- REQUIRED TASKS -
- a) Reproduce the passage on the balanced fund word for word, from "This is one" to "like this portfolio.".
- b) Carry on the passage about the balanced fund, picking up after its last sentence.

- EXCERPT -
——

This is one fund that will not give you sleepless nights. You may not get extraordinary returns here, but the fund's consistency since its launch in December 1999 and 15% annualised returns since launch make it a classic balanced fund. A glance at the fund's equity portfolio gives a different impression. Between 60% to 70% of total investments are in equity. This appears aggressive. But large caps constitute a major portion of the portfolio. The fund's exposure of 38 per cent in debt as of March 2007 reflects its optimism over the return potential in this space. The fund has gone for shorter maturity periods of its debt component with higher yield to maturity on the back of successive interest rate hikes. But over its tenure, the fund's track record has been inspiring. Cautious investors would like this portfolio.

——

- RECORDS SHOWN -
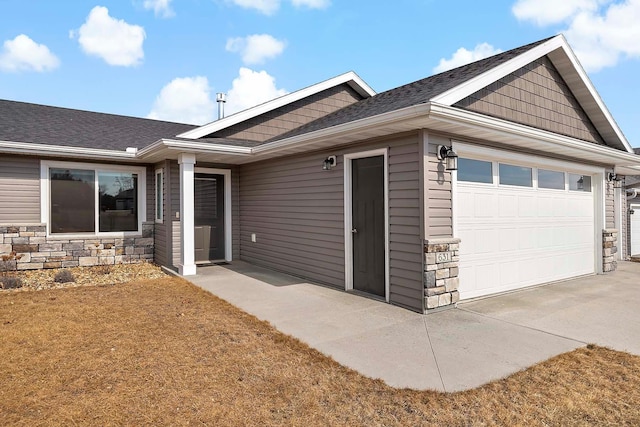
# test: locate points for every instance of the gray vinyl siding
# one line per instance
(535, 95)
(174, 211)
(19, 190)
(296, 211)
(623, 237)
(151, 194)
(439, 222)
(160, 230)
(609, 207)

——

- RESULTS FOR THE EXERCISE -
- a)
This is one fund that will not give you sleepless nights. You may not get extraordinary returns here, but the fund's consistency since its launch in December 1999 and 15% annualised returns since launch make it a classic balanced fund. A glance at the fund's equity portfolio gives a different impression. Between 60% to 70% of total investments are in equity. This appears aggressive. But large caps constitute a major portion of the portfolio. The fund's exposure of 38 per cent in debt as of March 2007 reflects its optimism over the return potential in this space. The fund has gone for shorter maturity periods of its debt component with higher yield to maturity on the back of successive interest rate hikes. But over its tenure, the fund's track record has been inspiring. Cautious investors would like this portfolio.

- b)
Magnum Balanced Fund

This category beating performer is the conservative investor’s cup of tea. Launched in December 1995, Magnum Balanced Fund, has over the past year retained its equity allocations at broadly 65-85 per cent of its assets. The fund invests one-third of its equity portfolio in mid- and small-cap stocks and the rest in large-cap stocks. The portfolio is well-spread-out across sectors. IT continued to be the preferred sector, along with energy and industrial manufacturing. The top 10 stocks account for 32 per cent of the assets. In the latest portfolio, debt and money market instruments cornered 33 per cent. Taking advantage of the higher yields and spreads on corporate debt, the fund has invested close to 12 per cent of its assets in non-convertible debentures, with the rest in shorter-term debt.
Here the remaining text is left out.